> Written request
Reproduce every line of the records below, requests included, scaling each point coordinate in the answers by 2.6 and rounding to the nearest whole number, with halves rounded up. Leave the requests unchanged.

> Record excerpts
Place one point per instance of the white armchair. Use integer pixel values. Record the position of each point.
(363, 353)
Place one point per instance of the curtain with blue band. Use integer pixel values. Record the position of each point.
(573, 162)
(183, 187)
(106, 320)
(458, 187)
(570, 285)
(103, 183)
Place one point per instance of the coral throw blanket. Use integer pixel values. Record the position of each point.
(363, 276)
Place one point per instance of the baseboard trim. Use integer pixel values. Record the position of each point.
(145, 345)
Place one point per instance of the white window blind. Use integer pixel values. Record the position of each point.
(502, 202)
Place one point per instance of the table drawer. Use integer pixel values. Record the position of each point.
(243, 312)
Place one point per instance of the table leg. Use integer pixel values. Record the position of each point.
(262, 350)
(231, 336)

> Output of the task
Place one point per instance of the white armchair. Use integer pixel values. Record the position of each point.
(944, 918)
Place one point per instance of the curtain with blue band. Use integer pixel values. Record the position of each point.
(1490, 421)
(476, 486)
(276, 832)
(1191, 486)
(1482, 741)
(268, 476)
Place one point per instance of the coral throw blanket. Use integer pixel values. Record the position of each point.
(944, 718)
Place one point per instance of the baseboard trim. Use integer pixel values. Record the position of each point.
(377, 897)
Place one point per instance of the white window blind. Use integer pixel values. Record the position of each point.
(1305, 525)
Place one point per instance of the table drawer. Use integer pixel values. Record the position of each point.
(632, 811)
Place one point per instance of the table leg. Use integer pixel values. Record the position of each point.
(681, 910)
(601, 874)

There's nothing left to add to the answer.